Dataset items
——————

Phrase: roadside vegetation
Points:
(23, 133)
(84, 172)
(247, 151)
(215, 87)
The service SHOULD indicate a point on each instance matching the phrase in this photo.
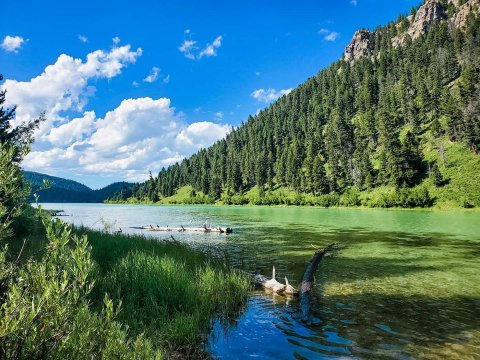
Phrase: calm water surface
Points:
(405, 284)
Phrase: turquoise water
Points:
(404, 284)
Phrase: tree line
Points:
(358, 125)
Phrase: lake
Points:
(404, 284)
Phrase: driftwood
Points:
(274, 285)
(307, 281)
(57, 213)
(304, 292)
(203, 229)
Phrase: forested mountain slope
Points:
(395, 122)
(63, 190)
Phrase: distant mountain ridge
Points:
(395, 122)
(65, 190)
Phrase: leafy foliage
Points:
(44, 306)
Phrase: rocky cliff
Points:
(430, 12)
(360, 45)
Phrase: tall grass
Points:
(169, 292)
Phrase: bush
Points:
(44, 307)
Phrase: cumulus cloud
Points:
(333, 36)
(140, 134)
(65, 85)
(211, 49)
(187, 48)
(82, 38)
(269, 95)
(153, 76)
(329, 35)
(74, 130)
(12, 43)
(190, 49)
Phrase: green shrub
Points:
(44, 307)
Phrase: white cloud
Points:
(333, 36)
(74, 130)
(202, 134)
(12, 43)
(82, 38)
(219, 115)
(191, 50)
(329, 35)
(153, 76)
(187, 48)
(211, 49)
(269, 95)
(64, 86)
(138, 135)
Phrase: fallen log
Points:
(204, 229)
(274, 285)
(270, 284)
(307, 281)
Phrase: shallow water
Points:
(404, 284)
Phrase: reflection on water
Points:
(405, 284)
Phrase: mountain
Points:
(63, 190)
(395, 122)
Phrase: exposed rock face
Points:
(426, 15)
(460, 18)
(360, 46)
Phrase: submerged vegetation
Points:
(388, 127)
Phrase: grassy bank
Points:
(77, 293)
(169, 292)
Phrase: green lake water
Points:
(403, 284)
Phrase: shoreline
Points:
(433, 208)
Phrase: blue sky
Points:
(143, 84)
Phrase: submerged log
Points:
(203, 229)
(274, 285)
(307, 281)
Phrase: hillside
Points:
(62, 190)
(395, 122)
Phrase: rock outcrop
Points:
(430, 12)
(426, 15)
(460, 18)
(360, 46)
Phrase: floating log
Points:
(57, 213)
(203, 229)
(274, 285)
(307, 281)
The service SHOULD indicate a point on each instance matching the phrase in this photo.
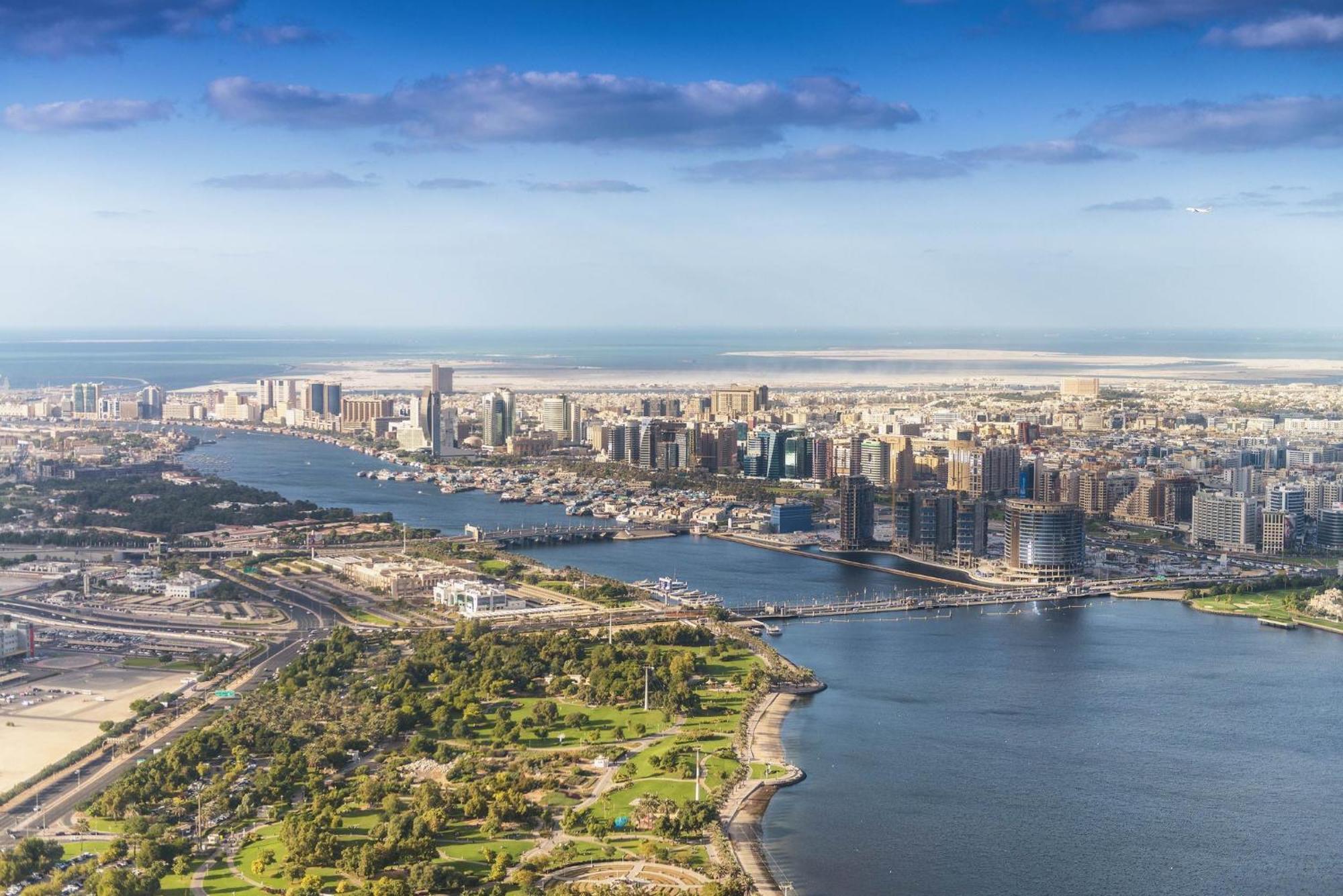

——————

## What to work on
Could you write out all of the material above again with every "SHOULD" replaced by "MUST", changing nothing else and leaving the pictures out?

## Solution to this problem
Phrase: roadside vegetation
Points:
(23, 133)
(84, 172)
(247, 151)
(215, 87)
The service MUST indicate a point on each instance matching the phrase in this photo.
Phrase: calm water surface
Points:
(405, 284)
Phrase: turquoise water
Points:
(404, 284)
Phrase: tree line
Points:
(358, 125)
Phrase: lake
Points:
(404, 284)
Phrase: driftwood
Points:
(274, 285)
(307, 281)
(57, 213)
(304, 292)
(203, 229)
Phrase: forested mountain slope
Points:
(395, 122)
(63, 190)
Phrase: distant mountain ridge
Points:
(395, 122)
(65, 190)
Phrase: leafy foliage
Points:
(44, 306)
Phrase: rocky cliff
Points:
(430, 12)
(360, 45)
Phrase: tall grass
Points:
(169, 292)
Phrase: bush
Points:
(44, 307)
Phrase: cumulus cloud
Points:
(333, 36)
(140, 134)
(65, 85)
(211, 49)
(187, 48)
(82, 38)
(269, 95)
(153, 76)
(329, 35)
(74, 130)
(12, 43)
(190, 49)
Phrase: green shrub
Points:
(44, 307)
Phrase: white cloud
Points:
(333, 36)
(74, 130)
(202, 134)
(12, 43)
(82, 38)
(219, 115)
(191, 50)
(329, 35)
(153, 76)
(187, 48)
(211, 49)
(269, 95)
(64, 86)
(138, 135)
Phrase: fallen log
Points:
(204, 229)
(274, 285)
(270, 284)
(307, 281)
Phrase: shallow water
Points:
(404, 284)
Phrase: reflection on water
Points:
(405, 284)
Phrase: mountain
Points:
(63, 190)
(395, 122)
Phrase: exposed rock face
Points:
(426, 15)
(460, 18)
(360, 46)
Phrase: submerged vegetation
Points:
(388, 127)
Phrase: grassy bank
Points:
(77, 293)
(169, 292)
Phrase: green lake water
Points:
(403, 284)
Phrase: shoreline
Points:
(433, 208)
Phrase: blue sky
Points:
(143, 84)
Phrase: submerged log
Points:
(203, 229)
(274, 285)
(307, 281)
Phrase: hillside
Points:
(62, 190)
(395, 122)
Phrase: rock outcrop
Points:
(430, 12)
(426, 15)
(460, 18)
(360, 46)
Phrase: floating log
Points:
(57, 213)
(203, 229)
(274, 285)
(307, 281)
The service MUST indicate a point on each instance matching the phrase in this photo.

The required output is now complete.